(Entries from a pointing dataset)
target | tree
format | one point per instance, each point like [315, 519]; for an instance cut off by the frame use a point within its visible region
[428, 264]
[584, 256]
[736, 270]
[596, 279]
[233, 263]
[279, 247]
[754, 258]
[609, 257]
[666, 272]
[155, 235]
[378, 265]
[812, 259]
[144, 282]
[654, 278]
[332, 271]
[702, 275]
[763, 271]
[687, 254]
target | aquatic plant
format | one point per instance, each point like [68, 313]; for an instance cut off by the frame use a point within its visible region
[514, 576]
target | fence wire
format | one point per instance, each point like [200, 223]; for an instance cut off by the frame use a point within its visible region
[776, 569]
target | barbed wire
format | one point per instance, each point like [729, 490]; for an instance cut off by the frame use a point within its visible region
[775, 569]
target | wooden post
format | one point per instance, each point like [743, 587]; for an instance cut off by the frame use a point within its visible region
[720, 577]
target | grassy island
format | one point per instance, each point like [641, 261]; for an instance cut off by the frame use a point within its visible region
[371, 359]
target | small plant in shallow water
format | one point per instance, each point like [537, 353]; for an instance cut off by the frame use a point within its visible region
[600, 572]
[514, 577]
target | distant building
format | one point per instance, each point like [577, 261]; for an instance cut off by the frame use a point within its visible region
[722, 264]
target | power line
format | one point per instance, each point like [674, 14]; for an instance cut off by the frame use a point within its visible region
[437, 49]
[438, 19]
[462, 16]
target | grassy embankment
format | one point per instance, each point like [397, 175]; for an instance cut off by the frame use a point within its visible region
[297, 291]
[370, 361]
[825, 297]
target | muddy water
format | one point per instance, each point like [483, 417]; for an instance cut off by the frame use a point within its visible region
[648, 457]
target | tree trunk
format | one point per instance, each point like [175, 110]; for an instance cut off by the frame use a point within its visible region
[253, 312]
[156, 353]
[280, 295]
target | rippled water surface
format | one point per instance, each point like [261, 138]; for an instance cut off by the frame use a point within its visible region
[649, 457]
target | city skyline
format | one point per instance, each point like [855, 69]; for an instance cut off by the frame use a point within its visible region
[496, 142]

* [Exercise description]
Return the entries above exactly, each one complete.

* [The completed task]
target | tree
format | one point per instance, each point like [315, 519]; for an instance cut off by the frame use a point within its visible region
[428, 264]
[584, 256]
[736, 270]
[596, 279]
[233, 263]
[279, 247]
[754, 258]
[609, 257]
[666, 272]
[155, 235]
[378, 265]
[812, 259]
[144, 282]
[654, 278]
[332, 271]
[702, 275]
[763, 271]
[687, 254]
target | aquatic plant
format | one point per instance, each point like [68, 313]; for an instance cut off by the frame use a point within its visible region
[514, 576]
target | fence wire
format | one point per instance, each point like [200, 223]; for an instance cut off by the frame use a point within its visible region
[776, 569]
target | barbed wire
format | one point per instance, each point like [729, 490]; for an instance cut off by the frame use a point within its visible region
[775, 569]
target | wooden post
format | one point per instance, each point like [743, 587]; for an instance cut off by the frame use a point within its visible region
[720, 577]
target | grassy island
format | one point per instance, each point like [641, 261]; for an instance cut off by the frame use a point within its visible region
[371, 359]
target | small plant in shallow water
format | one point per instance, each point like [537, 353]; for an instance cut off by the frame use a point within its visible region
[600, 572]
[514, 577]
target | distant building
format | one point per instance, each point like [577, 261]; for an instance cut off by the frame use a point within its visible region
[722, 264]
target | power line
format | one point per instance, each point like [674, 14]; for an instance cut off by the frame use a point within its visible region
[437, 49]
[438, 19]
[462, 16]
target | grassy embankment
format | one point per instance, each point like [397, 175]; for an instance cut off by the frame use a point within its visible region
[297, 291]
[370, 361]
[825, 297]
target | muddy water
format | one point per instance, each point like [483, 417]; for an instance cut off by the frame use a point within its visible region
[648, 457]
target | tree trunk
format | one point per instance, each point like [175, 110]; for an instance cut off by the frame use a point within its visible region
[253, 312]
[156, 353]
[280, 295]
target | rippled water surface
format | one point per instance, each point like [261, 138]; for an instance cut off by the frame use a point within its visible region
[649, 457]
target | city skyline
format | one point per instance, each point like [855, 69]; for an instance cut off by the frame use a point within its visible region
[496, 142]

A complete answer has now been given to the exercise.